» **PROVIDED PASSAGE**
-.-.-

You may have heard the phrase "necessity is the mother of invention." So in the case of no problem, there would be no demand to solve and consequently, no idea is created to introduce to the market as a welcomed idea. A simple example of this subject is canned!
With the modernization of life and the relatively limited time of people for cooking, using processed and canned foods as a replacement for home-cooked foods has been common in most modern societies. You come home, tired and hungry, after a little thought about what food to fill your stomach, you take out the can of the cupboard and after heating it, you start eating it. But you might guess that the situation was different in the past. To be more precise, canned foods was invented in response to the constant wars and starvation caused by successive conflicts.
After the French Revolution and while this country was involved in a series of wars with neighboring countries, in 1800, Napoleon Bonaparte awarded a prize of 12,000 francs to a person who found a way to feed the country's soldiers in long-term campaigns. Napoleon called for a new method that was able to preserve foods for a long period of time without its spoilage. A French confectioner, Nicolas Appert (1749 –1841), was able to respond to this national demand in the shortest possible time!

-.-.-

» **PROVIDED INFORMATION**
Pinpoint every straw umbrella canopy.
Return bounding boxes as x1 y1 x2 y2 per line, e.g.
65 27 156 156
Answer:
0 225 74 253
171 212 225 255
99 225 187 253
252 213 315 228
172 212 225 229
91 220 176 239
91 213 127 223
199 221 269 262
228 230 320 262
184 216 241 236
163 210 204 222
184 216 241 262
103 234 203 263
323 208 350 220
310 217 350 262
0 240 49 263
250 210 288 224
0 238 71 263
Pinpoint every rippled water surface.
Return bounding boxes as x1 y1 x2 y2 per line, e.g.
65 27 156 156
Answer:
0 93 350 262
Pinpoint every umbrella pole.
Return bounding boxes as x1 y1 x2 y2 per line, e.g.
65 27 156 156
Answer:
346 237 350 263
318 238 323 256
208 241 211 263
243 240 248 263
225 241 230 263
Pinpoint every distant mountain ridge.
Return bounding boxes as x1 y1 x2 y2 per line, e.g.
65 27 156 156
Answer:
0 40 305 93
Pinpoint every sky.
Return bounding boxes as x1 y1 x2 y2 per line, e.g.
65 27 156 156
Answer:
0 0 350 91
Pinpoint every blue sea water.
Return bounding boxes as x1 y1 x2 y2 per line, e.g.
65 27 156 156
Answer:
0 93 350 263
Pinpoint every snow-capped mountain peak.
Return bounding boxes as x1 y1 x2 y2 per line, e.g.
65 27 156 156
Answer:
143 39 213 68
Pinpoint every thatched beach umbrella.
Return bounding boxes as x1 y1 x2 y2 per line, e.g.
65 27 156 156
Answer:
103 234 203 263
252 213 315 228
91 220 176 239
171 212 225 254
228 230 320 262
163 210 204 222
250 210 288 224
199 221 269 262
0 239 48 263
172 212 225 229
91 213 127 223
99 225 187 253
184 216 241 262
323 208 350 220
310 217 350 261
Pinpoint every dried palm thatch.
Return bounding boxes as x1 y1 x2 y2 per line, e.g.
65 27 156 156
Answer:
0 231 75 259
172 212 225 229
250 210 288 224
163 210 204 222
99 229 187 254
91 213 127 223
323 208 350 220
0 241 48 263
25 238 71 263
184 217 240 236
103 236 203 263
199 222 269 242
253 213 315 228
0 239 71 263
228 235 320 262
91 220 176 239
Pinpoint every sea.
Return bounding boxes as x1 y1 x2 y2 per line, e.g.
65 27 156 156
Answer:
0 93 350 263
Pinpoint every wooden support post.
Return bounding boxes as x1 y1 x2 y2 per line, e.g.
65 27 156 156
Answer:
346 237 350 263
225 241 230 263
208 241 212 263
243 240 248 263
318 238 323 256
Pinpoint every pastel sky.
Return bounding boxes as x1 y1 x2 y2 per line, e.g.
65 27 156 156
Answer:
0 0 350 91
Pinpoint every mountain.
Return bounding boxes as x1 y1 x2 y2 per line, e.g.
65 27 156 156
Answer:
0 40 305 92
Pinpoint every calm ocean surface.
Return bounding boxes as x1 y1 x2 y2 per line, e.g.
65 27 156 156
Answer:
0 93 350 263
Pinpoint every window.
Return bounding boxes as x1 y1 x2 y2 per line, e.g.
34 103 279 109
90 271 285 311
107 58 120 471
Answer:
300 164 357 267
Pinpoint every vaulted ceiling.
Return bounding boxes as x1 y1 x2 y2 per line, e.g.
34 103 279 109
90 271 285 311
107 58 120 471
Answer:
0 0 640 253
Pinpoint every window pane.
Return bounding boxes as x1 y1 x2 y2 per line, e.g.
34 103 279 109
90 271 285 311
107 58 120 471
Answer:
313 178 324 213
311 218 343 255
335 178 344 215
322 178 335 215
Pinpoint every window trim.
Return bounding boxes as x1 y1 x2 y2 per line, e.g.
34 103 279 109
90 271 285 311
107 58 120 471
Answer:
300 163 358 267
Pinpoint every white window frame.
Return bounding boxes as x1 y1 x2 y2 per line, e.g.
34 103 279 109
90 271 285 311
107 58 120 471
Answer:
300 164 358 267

-.-.-

» **EXERCISE AIM**
In the text about the origins of canned food, how large was the prize Napoleon Bonaparte offered in 1800?

» **WRITTEN ANSWER**
12,000 francs